Reproduce the records line by line, putting "a single point" wherever "one dot" occurs and leaving every other word untouched.

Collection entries
▼
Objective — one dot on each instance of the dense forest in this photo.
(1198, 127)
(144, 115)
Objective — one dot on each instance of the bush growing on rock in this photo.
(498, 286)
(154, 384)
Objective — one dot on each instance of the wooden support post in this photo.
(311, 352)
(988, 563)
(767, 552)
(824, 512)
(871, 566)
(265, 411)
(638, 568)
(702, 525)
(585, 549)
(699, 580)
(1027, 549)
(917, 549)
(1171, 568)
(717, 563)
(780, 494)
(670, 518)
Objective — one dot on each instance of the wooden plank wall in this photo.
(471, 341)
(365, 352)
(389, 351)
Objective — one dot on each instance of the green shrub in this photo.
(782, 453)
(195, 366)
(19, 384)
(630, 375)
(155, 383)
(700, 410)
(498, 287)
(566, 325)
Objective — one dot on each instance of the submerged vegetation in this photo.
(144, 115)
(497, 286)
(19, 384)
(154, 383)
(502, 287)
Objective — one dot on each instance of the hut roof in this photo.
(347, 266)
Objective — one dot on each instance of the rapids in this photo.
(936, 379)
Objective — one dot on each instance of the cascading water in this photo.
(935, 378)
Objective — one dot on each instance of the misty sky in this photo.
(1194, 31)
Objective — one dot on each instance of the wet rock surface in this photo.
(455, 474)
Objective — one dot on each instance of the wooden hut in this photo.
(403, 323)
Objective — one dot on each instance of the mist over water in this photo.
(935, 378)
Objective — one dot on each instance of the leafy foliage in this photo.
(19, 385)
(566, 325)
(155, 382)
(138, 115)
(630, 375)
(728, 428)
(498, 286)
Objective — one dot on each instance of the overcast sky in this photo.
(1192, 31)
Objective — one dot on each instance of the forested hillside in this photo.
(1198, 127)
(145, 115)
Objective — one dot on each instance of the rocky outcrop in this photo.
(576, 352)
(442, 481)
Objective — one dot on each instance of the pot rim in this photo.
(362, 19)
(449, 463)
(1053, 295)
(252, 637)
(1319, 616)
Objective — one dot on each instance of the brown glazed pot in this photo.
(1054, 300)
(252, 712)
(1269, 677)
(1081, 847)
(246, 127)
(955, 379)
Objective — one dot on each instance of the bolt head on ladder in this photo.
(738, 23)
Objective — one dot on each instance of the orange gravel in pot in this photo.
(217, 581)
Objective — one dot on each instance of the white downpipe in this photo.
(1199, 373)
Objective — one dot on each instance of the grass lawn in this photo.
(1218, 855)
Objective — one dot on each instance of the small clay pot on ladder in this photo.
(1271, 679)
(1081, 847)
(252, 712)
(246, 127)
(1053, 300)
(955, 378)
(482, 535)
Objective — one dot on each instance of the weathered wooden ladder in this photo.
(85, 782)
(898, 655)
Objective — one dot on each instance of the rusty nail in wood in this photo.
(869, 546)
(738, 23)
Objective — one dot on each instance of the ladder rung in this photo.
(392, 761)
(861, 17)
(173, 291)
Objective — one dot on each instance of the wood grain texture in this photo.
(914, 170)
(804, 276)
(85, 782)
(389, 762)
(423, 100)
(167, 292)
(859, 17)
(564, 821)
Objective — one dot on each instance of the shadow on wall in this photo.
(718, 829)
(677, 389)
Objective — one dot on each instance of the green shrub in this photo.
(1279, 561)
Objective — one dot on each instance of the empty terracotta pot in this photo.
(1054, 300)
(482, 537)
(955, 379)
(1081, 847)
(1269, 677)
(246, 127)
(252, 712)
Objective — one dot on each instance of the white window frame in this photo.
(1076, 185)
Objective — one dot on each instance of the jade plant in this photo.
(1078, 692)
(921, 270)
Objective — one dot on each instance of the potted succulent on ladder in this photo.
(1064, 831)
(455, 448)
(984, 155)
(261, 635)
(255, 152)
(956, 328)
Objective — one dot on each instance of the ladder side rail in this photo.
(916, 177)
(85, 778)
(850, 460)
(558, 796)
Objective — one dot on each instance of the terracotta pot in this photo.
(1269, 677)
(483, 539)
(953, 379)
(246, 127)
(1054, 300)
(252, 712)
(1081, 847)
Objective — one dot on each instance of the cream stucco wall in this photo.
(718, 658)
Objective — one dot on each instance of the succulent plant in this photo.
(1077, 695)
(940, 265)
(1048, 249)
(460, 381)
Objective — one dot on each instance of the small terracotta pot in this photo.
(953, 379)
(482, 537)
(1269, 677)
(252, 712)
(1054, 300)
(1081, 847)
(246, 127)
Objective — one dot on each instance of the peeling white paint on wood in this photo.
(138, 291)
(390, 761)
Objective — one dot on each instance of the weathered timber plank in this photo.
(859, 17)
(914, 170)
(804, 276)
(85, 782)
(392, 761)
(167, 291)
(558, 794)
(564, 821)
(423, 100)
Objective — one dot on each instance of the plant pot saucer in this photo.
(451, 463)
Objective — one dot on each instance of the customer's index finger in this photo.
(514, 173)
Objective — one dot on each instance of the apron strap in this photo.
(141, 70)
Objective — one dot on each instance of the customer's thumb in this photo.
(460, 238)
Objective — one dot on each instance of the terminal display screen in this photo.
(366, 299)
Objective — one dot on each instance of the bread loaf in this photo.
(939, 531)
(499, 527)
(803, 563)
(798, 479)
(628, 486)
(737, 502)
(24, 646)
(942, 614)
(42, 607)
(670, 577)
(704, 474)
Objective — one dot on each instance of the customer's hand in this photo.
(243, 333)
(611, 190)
▲
*OUTPUT BELOW*.
Objective — a single point on each instance of the dense forest in this photo.
(1198, 127)
(144, 115)
Objective — a single point on each instance of the bush growing on rock in this photo.
(498, 286)
(154, 384)
Objective — a single point on each instance of the wooden support post in this photo.
(311, 352)
(988, 563)
(767, 552)
(824, 512)
(871, 566)
(265, 411)
(638, 568)
(702, 525)
(585, 549)
(699, 580)
(1027, 549)
(917, 549)
(1171, 568)
(717, 563)
(780, 494)
(670, 518)
Objective — a single point on each instance of the wooden plank wall in this photo.
(471, 341)
(365, 352)
(389, 351)
Objective — a single point on each instance of the green shrub in this photo.
(782, 453)
(195, 366)
(19, 384)
(630, 375)
(155, 383)
(700, 410)
(498, 287)
(566, 325)
Objective — a single point on each instance of the submerged vegetation in this photo.
(144, 115)
(497, 286)
(19, 384)
(154, 383)
(502, 287)
Objective — a single point on each instance of the hut roof in this photo.
(347, 266)
Objective — a single point on each instance of the rapids in this photo.
(936, 379)
Objective — a single point on each instance of the cascading water in this photo.
(935, 378)
Objective — a single point on each instance of the misty sky in this photo.
(1194, 31)
Objective — a single point on each instance of the wet rock surface in this photo.
(455, 474)
Objective — a single point on each instance of the wooden hut in this photo.
(403, 323)
Objective — a single point on each instance of the mist over water in this photo.
(935, 378)
Objective — a single point on each instance of the leafy foliage in this photo.
(19, 385)
(566, 325)
(155, 382)
(138, 115)
(630, 375)
(728, 428)
(498, 286)
Objective — a single point on each instance of the overcast sky in this photo.
(1192, 31)
Objective — a single point on each instance of the forested hillside in this photo.
(1198, 127)
(145, 115)
Objective — a single point on each instance of the rocky outcrop in this photo.
(576, 352)
(442, 481)
Objective — a single point on each instance of the pot rim in this photo.
(362, 19)
(449, 463)
(1053, 295)
(252, 637)
(1319, 616)
Objective — a single point on each instance of the brown glazed pot in this photo.
(1054, 300)
(252, 712)
(1269, 677)
(1081, 847)
(246, 127)
(955, 379)
Objective — a single point on each instance of the bolt head on ladder in this photo.
(738, 23)
Objective — a single point on each instance of the orange gravel in pot in this photo.
(217, 581)
Objective — a single point on each instance of the white downpipe in this photo.
(1199, 373)
Objective — a single point on each instance of the grass lawn in this photo.
(1218, 855)
Objective — a single point on each instance of the small clay pot on ladder in this photo.
(1271, 679)
(1081, 847)
(252, 712)
(246, 127)
(1053, 300)
(955, 378)
(482, 535)
Objective — a single point on each instance of the weathered wooden ladder in this photo.
(85, 782)
(898, 655)
Objective — a single point on each instance of the rusty nail in wood in this photo.
(869, 546)
(738, 23)
Objective — a single point on each instance of the ladder rung in this photo.
(392, 761)
(861, 17)
(173, 291)
Objective — a single point on each instance of the wood grain texture in this photo.
(914, 170)
(804, 276)
(85, 782)
(389, 762)
(423, 100)
(167, 292)
(859, 17)
(564, 821)
Objective — a single point on each instance of the shadow on wall in this photo.
(718, 829)
(677, 389)
Objective — a single point on each instance of the green shrub in this photo.
(1279, 561)
Objective — a single point on each instance of the empty terracotta pot in this photo.
(1054, 300)
(482, 537)
(955, 379)
(1081, 847)
(1269, 677)
(246, 127)
(252, 712)
Objective — a single point on each instance of the white window frame in this photo.
(1076, 185)
Objective — a single point on each instance of the jade plant in this photo.
(1078, 692)
(921, 270)
Objective — a single point on each instance of the potted succulent on ladder in this photo.
(1064, 831)
(455, 448)
(984, 155)
(261, 635)
(255, 152)
(956, 328)
Objective — a single point on each instance of the ladder side rail in this photo.
(916, 177)
(85, 778)
(850, 460)
(558, 796)
Objective — a single point on each instance of the terracotta pot in this photo.
(1269, 677)
(483, 539)
(953, 379)
(246, 127)
(1054, 300)
(252, 712)
(1081, 847)
Objective — a single point on each instance of the cream stucco wall in this photo.
(718, 658)
Objective — a single point on each instance of the succulent plant in this photo.
(1077, 695)
(940, 265)
(1048, 249)
(460, 381)
Objective — a single point on each instance of the small terracotta pot in this photo.
(953, 379)
(482, 537)
(1269, 677)
(252, 712)
(1054, 300)
(1081, 847)
(246, 127)
Objective — a single point on each instance of the peeling white paint on wood in this photo.
(138, 291)
(390, 761)
Objective — a single point on each instance of the weathered timber plank in this photo.
(859, 17)
(914, 170)
(804, 276)
(85, 782)
(392, 761)
(167, 291)
(558, 794)
(564, 821)
(423, 100)
Objective — a single point on each instance of the plant pot saucer in this photo.
(451, 463)
Objective — a single point on each instance of the customer's index finger in this photo.
(514, 173)
Objective — a single point on each instance of the apron strap in this photo.
(141, 70)
Objective — a single point on each instance of the customer's thumb in this photo.
(460, 238)
Objective — a single point on each instance of the terminal display screen in this photo.
(366, 299)
Objective — a single point on each instance of the bread loaf in this photo.
(939, 531)
(499, 527)
(803, 563)
(798, 479)
(628, 486)
(737, 502)
(24, 646)
(942, 614)
(42, 607)
(670, 577)
(704, 474)
Objective — a single point on each instance of the customer's hand in this photo.
(243, 333)
(611, 190)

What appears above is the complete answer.